• **EXERCISE GOAL**: Write the next part of the NFSv4 forum thread below, starting right after its last sentence.

Any help appreciated!

Edit: OK, problem solved now. I hadn't set up /etc/idmapd.conf correctly on all the clients so ID mapping wasn't working at all. See below for some more verbose ramblings.Last edited by stdPikachu on Sun Apr 22, 2007 6:28 pm; edited 1 time in total

----------

## nielchiano

I'm sorry to piggyback on your problem, but I'm also considering a NFSv4 switchover. Could you provide me with some links to the docs you used?

----------

## stdPikachu

Howdy nielchiano, you'll be pleased to hear that I've solved the problem now, including full Kerberos support. Summary of what I did below if anyone feels like Gentoo Wiki-ing it;

Firstly, you'll want all the NFSv4 options from the kernel (and appropriate module(s) loaded).

• **STORED ROWS**:
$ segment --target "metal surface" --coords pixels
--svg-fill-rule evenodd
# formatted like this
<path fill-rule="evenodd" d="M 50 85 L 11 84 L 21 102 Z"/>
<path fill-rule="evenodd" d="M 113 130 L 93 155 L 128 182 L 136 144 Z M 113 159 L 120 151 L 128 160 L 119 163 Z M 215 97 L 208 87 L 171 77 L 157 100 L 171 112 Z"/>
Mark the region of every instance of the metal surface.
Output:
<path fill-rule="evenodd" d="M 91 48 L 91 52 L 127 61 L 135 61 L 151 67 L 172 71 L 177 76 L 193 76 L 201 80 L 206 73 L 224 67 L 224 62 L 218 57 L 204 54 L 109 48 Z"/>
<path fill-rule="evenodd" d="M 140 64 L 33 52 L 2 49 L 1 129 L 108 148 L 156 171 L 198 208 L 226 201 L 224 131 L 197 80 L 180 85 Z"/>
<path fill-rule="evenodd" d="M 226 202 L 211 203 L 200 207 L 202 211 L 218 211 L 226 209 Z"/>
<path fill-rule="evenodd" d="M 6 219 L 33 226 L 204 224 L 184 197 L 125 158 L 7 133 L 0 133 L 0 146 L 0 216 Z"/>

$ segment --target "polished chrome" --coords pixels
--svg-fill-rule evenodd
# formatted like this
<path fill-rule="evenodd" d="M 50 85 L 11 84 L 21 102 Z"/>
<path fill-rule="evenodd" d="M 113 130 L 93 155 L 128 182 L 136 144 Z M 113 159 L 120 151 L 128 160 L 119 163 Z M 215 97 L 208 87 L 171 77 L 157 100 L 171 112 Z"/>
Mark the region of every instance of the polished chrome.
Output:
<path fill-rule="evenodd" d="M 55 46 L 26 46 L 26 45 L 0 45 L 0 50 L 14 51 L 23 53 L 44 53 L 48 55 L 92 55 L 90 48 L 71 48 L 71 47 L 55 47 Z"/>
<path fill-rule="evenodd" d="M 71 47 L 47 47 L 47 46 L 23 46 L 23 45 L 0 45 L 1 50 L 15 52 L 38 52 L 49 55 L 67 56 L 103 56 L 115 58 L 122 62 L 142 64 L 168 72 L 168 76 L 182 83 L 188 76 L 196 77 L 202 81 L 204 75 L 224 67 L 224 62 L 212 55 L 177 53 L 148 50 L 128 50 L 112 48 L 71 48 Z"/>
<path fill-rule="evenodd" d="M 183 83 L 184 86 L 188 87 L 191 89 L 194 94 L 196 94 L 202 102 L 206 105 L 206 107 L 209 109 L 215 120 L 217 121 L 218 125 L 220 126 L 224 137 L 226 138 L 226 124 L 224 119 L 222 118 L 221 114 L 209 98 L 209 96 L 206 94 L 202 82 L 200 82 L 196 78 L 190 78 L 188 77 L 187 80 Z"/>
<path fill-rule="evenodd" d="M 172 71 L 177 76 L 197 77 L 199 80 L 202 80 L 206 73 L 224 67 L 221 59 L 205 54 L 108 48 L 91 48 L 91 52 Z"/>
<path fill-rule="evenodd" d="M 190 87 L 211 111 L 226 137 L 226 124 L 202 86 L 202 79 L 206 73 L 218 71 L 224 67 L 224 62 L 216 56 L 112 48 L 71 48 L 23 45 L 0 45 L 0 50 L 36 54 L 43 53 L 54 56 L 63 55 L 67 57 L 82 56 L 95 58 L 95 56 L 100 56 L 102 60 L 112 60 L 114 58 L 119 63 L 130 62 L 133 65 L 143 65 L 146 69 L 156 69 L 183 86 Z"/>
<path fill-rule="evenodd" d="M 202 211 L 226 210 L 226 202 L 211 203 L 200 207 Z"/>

• **OUTPUT BELOW**:
For the sake of brevity "prospero" is the NFS server and "banquo" is the NFS client. Both have a KDC installed and prospero is the kadmin server. Not going to go into the nuts'n'bolts ofsetting up a Kerberos realm here, all you need to know is the stuff about the keytab.

In kadmin on the NFS server, do the following (assuming MIT KRB5, Heimdal is different):

addprinc -randkey host/nfs-server-fq-domainname

addprinc -randkey nfs/nfs-server-fq-domainname

addprinc -randkey host/nfs-client-fq-domainname

addprinc -randkey nfs/nfs-client-fq-domainname

ktadd -e des-cbc-crc:normal host/nfs-server-fq-domainname

ktadd -e des-cbc-crc:normal nfs/nfs-server-fq-domainname

And in kadmin on the client (the principals have already been added on the kadmin server so don't do it again!):

ktadd -e des-cbc-crc:normal nfs/nfs-client-fq-domainname

This means the keytab on the server holds the server ticket, and the keytab on the client holds the client ticket. Took me an age to figure that one out because it's rarely explained in plain english.

OK, now the client should be able to auth to the NFS server via an ticket exchange. All well and good.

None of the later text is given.